## Work item
Every entry should come back exactly as written, minus the pictures.

** Extracted data follows **

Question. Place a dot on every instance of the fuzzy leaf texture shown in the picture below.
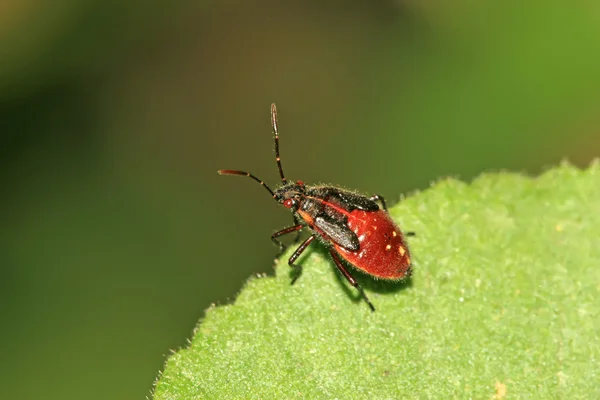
(504, 301)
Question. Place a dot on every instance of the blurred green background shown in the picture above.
(114, 117)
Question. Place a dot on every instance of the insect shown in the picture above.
(352, 226)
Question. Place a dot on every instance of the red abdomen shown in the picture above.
(383, 252)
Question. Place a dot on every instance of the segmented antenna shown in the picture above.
(276, 134)
(248, 174)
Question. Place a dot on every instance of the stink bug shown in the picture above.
(353, 227)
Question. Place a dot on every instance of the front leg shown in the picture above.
(297, 254)
(285, 232)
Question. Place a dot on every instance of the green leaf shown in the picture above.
(504, 301)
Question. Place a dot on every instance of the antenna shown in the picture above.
(248, 174)
(276, 133)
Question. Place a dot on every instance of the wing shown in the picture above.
(349, 200)
(338, 232)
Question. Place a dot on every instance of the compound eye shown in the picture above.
(289, 203)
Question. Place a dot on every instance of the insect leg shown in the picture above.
(350, 278)
(297, 254)
(381, 199)
(285, 231)
(296, 222)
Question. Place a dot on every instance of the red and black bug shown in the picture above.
(352, 226)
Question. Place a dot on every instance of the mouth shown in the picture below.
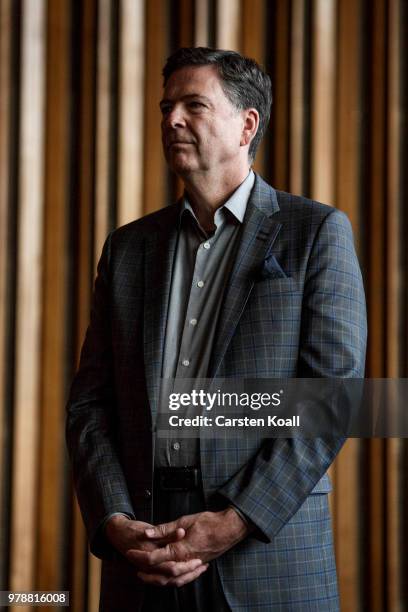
(179, 143)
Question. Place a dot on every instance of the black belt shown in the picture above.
(177, 478)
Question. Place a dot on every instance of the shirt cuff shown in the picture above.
(102, 527)
(246, 520)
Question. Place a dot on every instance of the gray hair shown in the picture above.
(244, 83)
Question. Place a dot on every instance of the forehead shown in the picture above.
(191, 80)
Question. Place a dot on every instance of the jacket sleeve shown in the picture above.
(275, 483)
(90, 425)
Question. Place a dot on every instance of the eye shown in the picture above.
(196, 105)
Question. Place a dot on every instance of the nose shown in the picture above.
(174, 118)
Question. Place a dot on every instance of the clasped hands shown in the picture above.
(175, 553)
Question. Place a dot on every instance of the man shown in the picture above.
(235, 280)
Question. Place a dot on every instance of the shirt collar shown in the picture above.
(236, 204)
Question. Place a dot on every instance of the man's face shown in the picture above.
(201, 129)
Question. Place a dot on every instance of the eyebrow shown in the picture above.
(186, 97)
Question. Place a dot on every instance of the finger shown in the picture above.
(173, 569)
(161, 531)
(188, 577)
(161, 580)
(171, 536)
(145, 559)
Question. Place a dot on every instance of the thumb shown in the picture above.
(165, 531)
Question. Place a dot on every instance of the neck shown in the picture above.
(207, 194)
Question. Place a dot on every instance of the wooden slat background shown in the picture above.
(80, 154)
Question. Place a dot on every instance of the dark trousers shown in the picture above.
(204, 594)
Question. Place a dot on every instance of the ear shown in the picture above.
(250, 126)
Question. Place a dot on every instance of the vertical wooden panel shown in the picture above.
(323, 111)
(50, 510)
(157, 49)
(297, 102)
(130, 187)
(5, 272)
(347, 130)
(103, 125)
(347, 524)
(376, 297)
(280, 51)
(84, 264)
(396, 314)
(228, 25)
(348, 113)
(186, 35)
(29, 307)
(201, 23)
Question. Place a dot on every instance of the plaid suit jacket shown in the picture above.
(304, 319)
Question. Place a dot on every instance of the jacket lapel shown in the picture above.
(258, 233)
(159, 255)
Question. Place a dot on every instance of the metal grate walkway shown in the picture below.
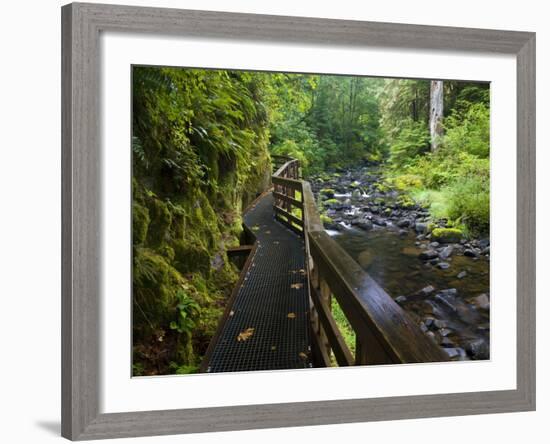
(272, 301)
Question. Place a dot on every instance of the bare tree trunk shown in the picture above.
(436, 113)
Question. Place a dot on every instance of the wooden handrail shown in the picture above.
(384, 333)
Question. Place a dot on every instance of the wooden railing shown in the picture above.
(384, 333)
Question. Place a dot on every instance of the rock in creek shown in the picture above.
(482, 301)
(427, 255)
(446, 252)
(471, 253)
(403, 223)
(478, 349)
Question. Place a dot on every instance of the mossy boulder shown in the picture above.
(329, 202)
(328, 192)
(191, 255)
(447, 235)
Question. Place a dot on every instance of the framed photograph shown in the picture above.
(278, 221)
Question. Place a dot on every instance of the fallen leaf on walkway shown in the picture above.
(245, 335)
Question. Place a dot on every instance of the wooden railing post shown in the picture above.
(326, 299)
(384, 333)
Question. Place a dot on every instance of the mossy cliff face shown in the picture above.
(199, 157)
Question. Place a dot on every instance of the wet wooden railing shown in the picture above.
(384, 333)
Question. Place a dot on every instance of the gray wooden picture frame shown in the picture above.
(81, 167)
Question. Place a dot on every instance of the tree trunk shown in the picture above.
(436, 113)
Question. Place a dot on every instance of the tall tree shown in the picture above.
(436, 113)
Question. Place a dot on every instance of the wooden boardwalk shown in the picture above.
(267, 326)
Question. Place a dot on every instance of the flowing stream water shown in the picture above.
(450, 302)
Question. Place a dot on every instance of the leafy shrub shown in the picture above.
(469, 202)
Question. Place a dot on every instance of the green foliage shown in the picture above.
(325, 219)
(446, 234)
(324, 121)
(343, 325)
(200, 152)
(188, 311)
(469, 132)
(454, 180)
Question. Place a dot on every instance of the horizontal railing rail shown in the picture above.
(384, 333)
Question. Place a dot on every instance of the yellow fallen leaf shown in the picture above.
(245, 335)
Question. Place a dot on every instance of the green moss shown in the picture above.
(161, 218)
(140, 223)
(407, 182)
(190, 255)
(330, 202)
(325, 219)
(405, 201)
(447, 234)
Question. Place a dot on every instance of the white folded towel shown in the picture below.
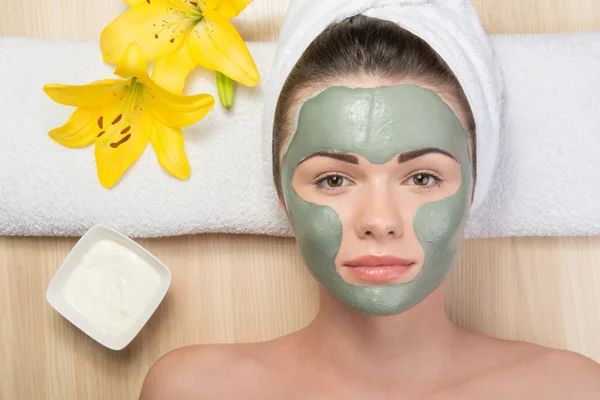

** End of Extracted data **

## Exercise result
Question. Place a dot on every instance of the fuzzy leaf texture shown in the picture below.
(504, 301)
Question. Place a dot on every instance of the blurred green background shown in the picture above.
(114, 117)
Question. Place a dot on every instance of the insect shown in the picture above.
(352, 226)
Question. Place a dot on every instance of the red abdomen shown in the picture above.
(383, 252)
Question. Place a dot on every instance of the segmented antenna shown in the picture above.
(276, 134)
(248, 174)
Question. Place a dot on every instance of the stink bug shown in the picture above.
(353, 227)
Question. Place a dot on every instance of the front leg shown in the picture above.
(297, 254)
(285, 232)
Question. Place a dot on every instance of the green leaf shown in the picture above.
(504, 301)
Question. Place a dot on every instance of the antenna shown in the picture above.
(248, 174)
(276, 133)
Question. Place a dot on every instance of the wing shown in the picture above.
(349, 200)
(338, 232)
Question. Place a dot on every instance of the compound eye shown in the picture above.
(289, 203)
Question. Place a dot on every instance of the insect leg shown in the picture above.
(350, 278)
(297, 254)
(381, 199)
(285, 231)
(296, 222)
Question. Place a dot on every instance of the red and black bug shown in the picture above.
(352, 226)
Question. Place a dot on every instance of the mouth shown in the picture below.
(179, 143)
Question. Place a dot on every instance of the black belt shown in the picture above.
(177, 478)
Question. Place a dot on every instance of the shirt cuff shown in the picture above.
(102, 527)
(246, 520)
Question. Place a dot on every instance of the gray hair shown in the picture above.
(244, 83)
Question. Place a dot on every instance of the forehead shown in the picture above.
(191, 80)
Question. Place a dot on every instance of the jacket sleeve shown in the picture above.
(275, 483)
(90, 425)
Question. Place a dot on every instance of the eye shown in the picture above.
(196, 105)
Question. Place a dot on every instance of the nose shown in the picture above.
(174, 118)
Question. Place a dot on every instance of the clasped hands shown in the picture above.
(175, 553)
Question. Place a dot on every instance of the man shown in the picture above.
(235, 280)
Question. Place a dot on every instance of the shirt collar shown in the picture above.
(236, 204)
Question. Place a dot on every instance of the man's face shown in the picture above.
(201, 129)
Question. Place a dot on every instance of the eyebrow shown in the picture above.
(186, 97)
Question. Place a dot on every instance of the finger shown in the picture above.
(173, 569)
(161, 531)
(188, 577)
(161, 580)
(171, 536)
(145, 559)
Question. Place a dot on every instance of the thumb shown in the picture above.
(165, 531)
Question. Place a dot on every instance of the neck shown in the picture above.
(207, 194)
Question. Place a dot on every instance of the wooden slat background shown in the picture above.
(80, 154)
Question. Place a dot on every instance of the dark trousers shown in the picture above.
(204, 594)
Question. Place a dot on every instance of the ear shown in the picture above.
(250, 126)
Question. Place a dot on every instance of the vertical wooden panel shown in the picture above.
(323, 111)
(50, 510)
(157, 49)
(297, 102)
(130, 187)
(5, 272)
(347, 130)
(103, 125)
(347, 524)
(376, 297)
(280, 51)
(84, 264)
(396, 314)
(228, 25)
(348, 113)
(186, 35)
(29, 307)
(201, 23)
Question. Place a dot on every instance of the plaid suit jacket shown in the picture above.
(304, 319)
Question. Place a dot on every instance of the jacket lapel shown in the picture above.
(258, 233)
(159, 255)
Question. Place a dot on every instance of the metal grate walkway shown in the picture below.
(272, 301)
Question. Place a dot on every instance of the bare tree trunk shown in the picture above.
(436, 113)
Question. Place a dot on every instance of the wooden handrail shown in the picture above.
(384, 333)
Question. Place a dot on every instance of the wooden railing shown in the picture above.
(384, 333)
Question. Place a dot on every instance of the rock in creek shown in the picture above.
(482, 301)
(427, 255)
(446, 252)
(471, 253)
(403, 223)
(478, 349)
Question. Place a dot on every instance of the mossy boulder shown in the picture above.
(329, 202)
(328, 192)
(191, 255)
(447, 235)
Question. Place a dot on every instance of the framed photograph shown in the picture above.
(278, 221)
Question. Place a dot on every instance of the fallen leaf on walkway shown in the picture above.
(245, 335)
Question. Place a dot on every instance of the wooden railing post shown in the picture above.
(326, 299)
(384, 333)
Question. Place a dot on every instance of the mossy cliff face shown in the picture above.
(199, 157)
Question. Place a dot on every instance of the wet wooden railing shown in the picture above.
(384, 333)
Question. Place a dot on every instance of the gray wooden picture frame shown in the picture above.
(81, 167)
Question. Place a dot on every instance of the tree trunk shown in the picture above.
(436, 113)
Question. Place a dot on every instance of the tall tree shown in the picture above.
(436, 113)
Question. Place a dot on every instance of the wooden boardwalk shown in the picture above.
(267, 326)
Question. Place a dot on every instance of the flowing stream water shown in the picture above.
(450, 302)
Question. Place a dot on every instance of the leafy shrub shown in the picture above.
(469, 202)
Question. Place a dot on every instance of the green foliage shown in the picture above.
(325, 219)
(446, 234)
(324, 121)
(343, 325)
(200, 152)
(188, 311)
(469, 132)
(454, 180)
Question. Place a dot on every instance of the horizontal railing rail shown in the picture above.
(384, 333)
Question. Place a dot on every instance of the yellow fallen leaf shown in the picture above.
(245, 335)
Question. Place a dot on every instance of the green moss shown in the picture above.
(161, 218)
(140, 223)
(407, 182)
(190, 255)
(330, 202)
(325, 219)
(405, 201)
(447, 234)
Question. Place a dot on every instance of the white folded towel shown in the picture below.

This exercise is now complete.